▶ [Study material]
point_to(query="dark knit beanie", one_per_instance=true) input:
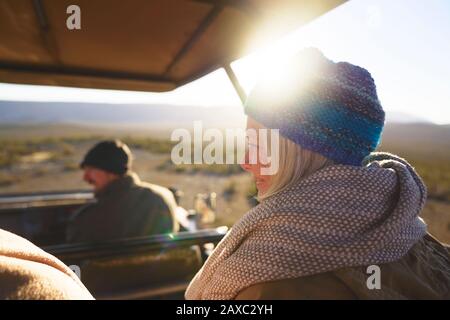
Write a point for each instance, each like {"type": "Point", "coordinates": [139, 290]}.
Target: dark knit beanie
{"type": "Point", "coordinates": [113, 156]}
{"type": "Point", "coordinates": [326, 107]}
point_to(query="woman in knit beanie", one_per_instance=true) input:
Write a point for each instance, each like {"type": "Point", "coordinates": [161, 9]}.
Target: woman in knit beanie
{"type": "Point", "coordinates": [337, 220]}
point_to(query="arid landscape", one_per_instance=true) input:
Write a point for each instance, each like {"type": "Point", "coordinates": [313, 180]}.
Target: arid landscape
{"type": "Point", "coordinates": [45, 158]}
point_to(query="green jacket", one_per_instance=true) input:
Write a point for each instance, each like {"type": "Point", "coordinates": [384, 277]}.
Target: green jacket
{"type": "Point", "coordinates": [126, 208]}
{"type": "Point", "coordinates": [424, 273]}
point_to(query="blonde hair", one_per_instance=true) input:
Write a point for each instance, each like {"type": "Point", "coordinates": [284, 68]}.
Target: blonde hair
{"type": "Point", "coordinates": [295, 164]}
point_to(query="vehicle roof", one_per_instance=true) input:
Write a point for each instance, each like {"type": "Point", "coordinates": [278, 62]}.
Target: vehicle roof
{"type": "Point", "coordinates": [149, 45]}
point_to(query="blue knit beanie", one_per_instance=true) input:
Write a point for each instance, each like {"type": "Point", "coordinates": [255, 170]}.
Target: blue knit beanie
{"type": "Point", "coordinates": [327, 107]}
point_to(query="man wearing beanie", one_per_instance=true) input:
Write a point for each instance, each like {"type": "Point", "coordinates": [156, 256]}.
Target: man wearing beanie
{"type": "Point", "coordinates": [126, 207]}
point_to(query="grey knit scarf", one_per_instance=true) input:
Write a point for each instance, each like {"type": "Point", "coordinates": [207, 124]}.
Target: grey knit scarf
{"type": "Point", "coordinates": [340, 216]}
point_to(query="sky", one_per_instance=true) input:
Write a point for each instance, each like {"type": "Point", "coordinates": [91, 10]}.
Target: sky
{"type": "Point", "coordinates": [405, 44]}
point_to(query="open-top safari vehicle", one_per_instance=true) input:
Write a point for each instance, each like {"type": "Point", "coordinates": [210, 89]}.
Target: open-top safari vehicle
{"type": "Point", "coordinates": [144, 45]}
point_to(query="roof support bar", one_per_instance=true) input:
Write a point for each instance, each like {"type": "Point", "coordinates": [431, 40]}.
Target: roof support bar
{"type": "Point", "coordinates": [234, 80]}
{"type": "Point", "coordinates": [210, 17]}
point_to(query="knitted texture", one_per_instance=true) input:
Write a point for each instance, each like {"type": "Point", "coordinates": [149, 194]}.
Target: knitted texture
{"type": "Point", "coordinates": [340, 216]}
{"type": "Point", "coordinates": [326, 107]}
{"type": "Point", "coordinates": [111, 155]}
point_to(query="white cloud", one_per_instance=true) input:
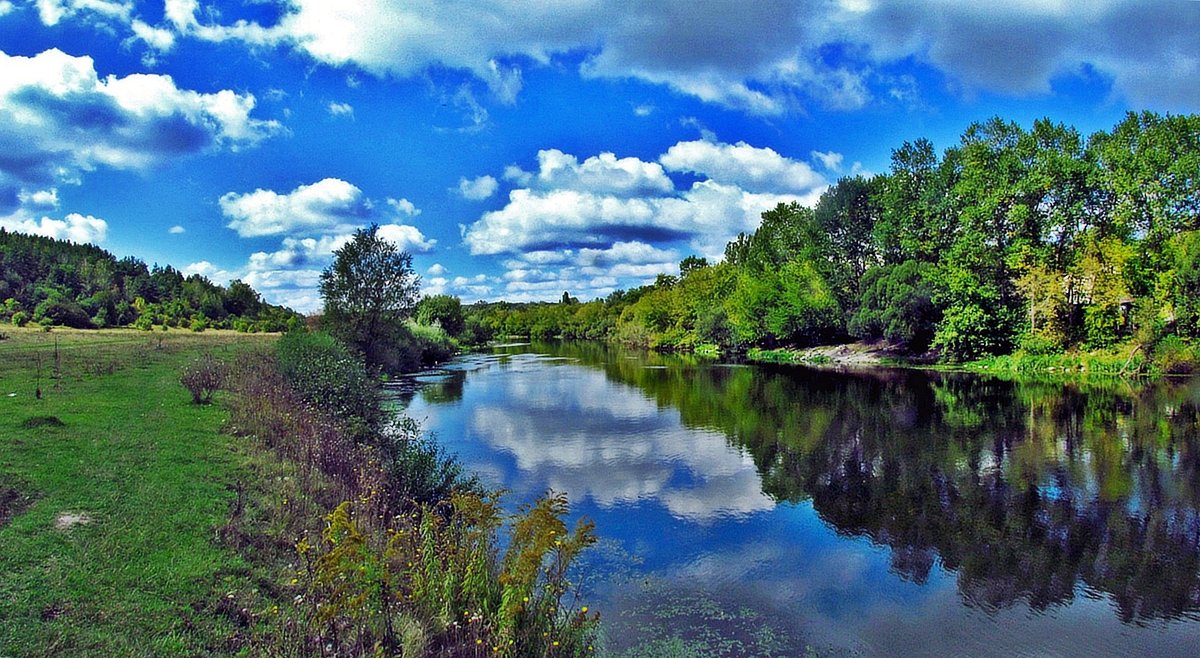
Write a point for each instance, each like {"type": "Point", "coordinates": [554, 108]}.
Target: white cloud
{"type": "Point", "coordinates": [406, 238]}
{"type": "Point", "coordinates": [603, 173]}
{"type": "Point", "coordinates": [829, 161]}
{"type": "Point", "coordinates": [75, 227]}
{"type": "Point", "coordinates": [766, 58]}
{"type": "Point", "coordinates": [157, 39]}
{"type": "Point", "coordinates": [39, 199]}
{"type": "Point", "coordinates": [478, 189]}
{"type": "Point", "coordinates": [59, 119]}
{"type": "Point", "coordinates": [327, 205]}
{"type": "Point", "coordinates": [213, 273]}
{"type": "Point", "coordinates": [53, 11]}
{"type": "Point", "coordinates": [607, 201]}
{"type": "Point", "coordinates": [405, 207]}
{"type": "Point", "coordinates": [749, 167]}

▶ [What you will do]
Transcribe the data verbatim. No picture belongs in the result.

▶ [Your solution]
point_to(query="dark knit beanie", one_per_instance=true) input:
Write a point for each instance, each like {"type": "Point", "coordinates": [139, 290]}.
Target: dark knit beanie
{"type": "Point", "coordinates": [113, 156]}
{"type": "Point", "coordinates": [326, 107]}
point_to(query="woman in knit beanie", one_per_instance=true) input:
Write a point for each instance, each like {"type": "Point", "coordinates": [161, 9]}.
Target: woman in knit beanie
{"type": "Point", "coordinates": [337, 220]}
point_to(query="arid landscape", one_per_instance=true) input:
Write a point for each instance, each like {"type": "Point", "coordinates": [313, 180]}.
Target: arid landscape
{"type": "Point", "coordinates": [45, 158]}
point_to(query="green jacket", one_per_instance=true) input:
Write a point for each instance, each like {"type": "Point", "coordinates": [384, 277]}.
Target: green jacket
{"type": "Point", "coordinates": [126, 208]}
{"type": "Point", "coordinates": [424, 273]}
point_to(query="blonde hair", one_per_instance=true) input:
Write a point for each instance, each like {"type": "Point", "coordinates": [284, 68]}.
Target: blonde hair
{"type": "Point", "coordinates": [295, 164]}
point_to(query="vehicle roof", one_per_instance=true) input:
Write a point for each instance, each like {"type": "Point", "coordinates": [278, 62]}.
Target: vehicle roof
{"type": "Point", "coordinates": [149, 45]}
point_to(query="blue knit beanie", one_per_instance=true) input:
Write a point for each instance, each like {"type": "Point", "coordinates": [255, 170]}.
Target: blue knit beanie
{"type": "Point", "coordinates": [327, 107]}
point_to(query="man wearing beanie", one_per_instance=true) input:
Write a point for each instance, each like {"type": "Point", "coordinates": [156, 256]}.
Target: man wearing beanie
{"type": "Point", "coordinates": [126, 207]}
point_to(query="grey knit scarf", one_per_instance=true) input:
Write a point for each instance, each like {"type": "Point", "coordinates": [207, 124]}.
Target: grey knit scarf
{"type": "Point", "coordinates": [340, 216]}
point_to(query="sky", one_per_instance=true) input:
Write a point for each instance, each like {"type": "Point", "coordinates": [91, 10]}.
Target: sky
{"type": "Point", "coordinates": [405, 44]}
point_to(query="open-top safari vehicle", one_per_instance=true) input:
Write a point for each instance, each like {"type": "Point", "coordinates": [210, 89]}.
Target: open-top safari vehicle
{"type": "Point", "coordinates": [144, 45]}
point_to(query="roof support bar", one_per_instance=true) input:
Write a point for each instance, each like {"type": "Point", "coordinates": [431, 40]}.
Target: roof support bar
{"type": "Point", "coordinates": [234, 80]}
{"type": "Point", "coordinates": [210, 17]}
point_to(query="knitted texture", one_per_instance=true) input:
Write a point for each instance, each like {"type": "Point", "coordinates": [149, 194]}.
Target: knitted texture
{"type": "Point", "coordinates": [340, 216]}
{"type": "Point", "coordinates": [326, 107]}
{"type": "Point", "coordinates": [111, 155]}
point_to(query="white cloud", one_per_instance=true) input:
Write a point for each instance, each like {"type": "Point", "coordinates": [554, 108]}.
Target: white cloud
{"type": "Point", "coordinates": [406, 238]}
{"type": "Point", "coordinates": [603, 173]}
{"type": "Point", "coordinates": [829, 161]}
{"type": "Point", "coordinates": [75, 227]}
{"type": "Point", "coordinates": [766, 58]}
{"type": "Point", "coordinates": [157, 39]}
{"type": "Point", "coordinates": [39, 199]}
{"type": "Point", "coordinates": [478, 189]}
{"type": "Point", "coordinates": [59, 119]}
{"type": "Point", "coordinates": [327, 205]}
{"type": "Point", "coordinates": [213, 273]}
{"type": "Point", "coordinates": [53, 11]}
{"type": "Point", "coordinates": [607, 201]}
{"type": "Point", "coordinates": [405, 207]}
{"type": "Point", "coordinates": [749, 167]}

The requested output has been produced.